Records for the exercise
▼▼▼
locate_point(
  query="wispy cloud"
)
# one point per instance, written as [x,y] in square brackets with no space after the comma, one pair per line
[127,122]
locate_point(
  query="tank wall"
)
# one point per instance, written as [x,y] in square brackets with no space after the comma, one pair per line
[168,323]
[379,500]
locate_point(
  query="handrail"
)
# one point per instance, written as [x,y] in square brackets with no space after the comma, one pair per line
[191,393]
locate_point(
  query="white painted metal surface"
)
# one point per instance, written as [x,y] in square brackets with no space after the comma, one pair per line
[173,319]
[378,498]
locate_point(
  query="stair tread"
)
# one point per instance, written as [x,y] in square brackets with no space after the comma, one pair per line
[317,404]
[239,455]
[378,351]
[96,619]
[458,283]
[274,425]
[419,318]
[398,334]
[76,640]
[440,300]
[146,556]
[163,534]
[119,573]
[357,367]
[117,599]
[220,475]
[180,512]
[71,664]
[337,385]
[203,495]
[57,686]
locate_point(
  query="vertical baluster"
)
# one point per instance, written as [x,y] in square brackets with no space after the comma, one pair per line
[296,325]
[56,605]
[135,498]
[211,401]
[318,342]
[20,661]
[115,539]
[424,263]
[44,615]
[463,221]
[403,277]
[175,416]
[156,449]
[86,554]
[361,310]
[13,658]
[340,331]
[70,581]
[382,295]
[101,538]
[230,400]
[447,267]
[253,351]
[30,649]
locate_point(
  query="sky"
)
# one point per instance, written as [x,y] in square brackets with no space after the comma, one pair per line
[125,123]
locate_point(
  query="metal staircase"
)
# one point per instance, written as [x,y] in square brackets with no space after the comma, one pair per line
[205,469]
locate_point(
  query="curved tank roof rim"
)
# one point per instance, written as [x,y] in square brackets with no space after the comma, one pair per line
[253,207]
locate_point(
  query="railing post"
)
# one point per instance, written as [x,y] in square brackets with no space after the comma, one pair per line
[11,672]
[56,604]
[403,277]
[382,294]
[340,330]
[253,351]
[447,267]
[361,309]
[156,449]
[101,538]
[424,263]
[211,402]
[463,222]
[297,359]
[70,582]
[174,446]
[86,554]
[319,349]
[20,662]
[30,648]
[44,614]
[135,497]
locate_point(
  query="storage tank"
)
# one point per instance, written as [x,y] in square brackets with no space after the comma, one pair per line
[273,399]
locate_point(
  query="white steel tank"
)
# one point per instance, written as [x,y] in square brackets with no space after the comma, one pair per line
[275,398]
▲▲▲
▼▼▼
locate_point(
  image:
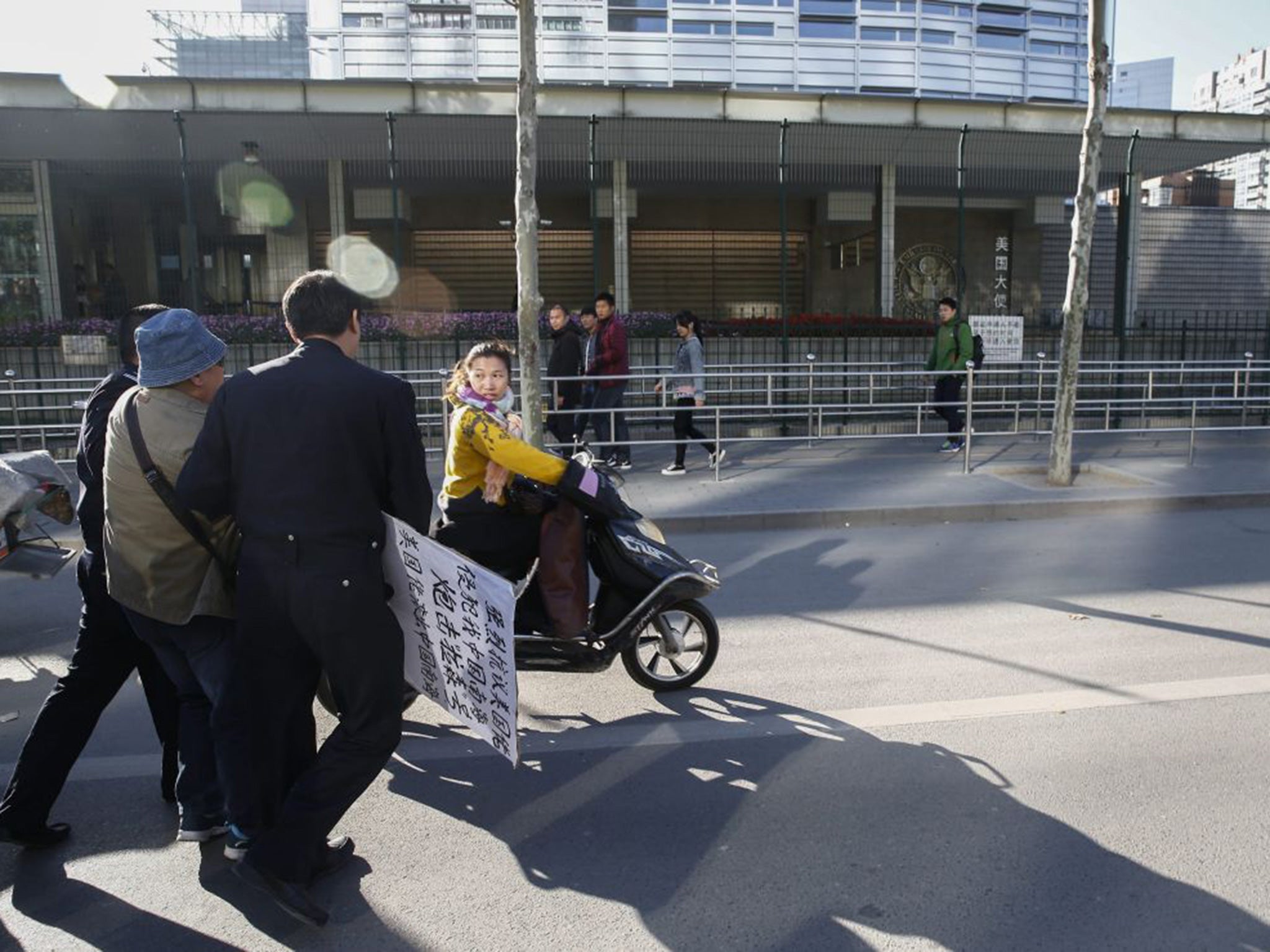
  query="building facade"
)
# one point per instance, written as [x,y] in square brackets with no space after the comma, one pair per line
▲▲▲
What to produce
Lines containing the string "tank" are the ones to copy from the entries above.

Final answer
  query="tank wall"
  query="curved tank roof rim"
  query="storage tank"
  query="white steel tank"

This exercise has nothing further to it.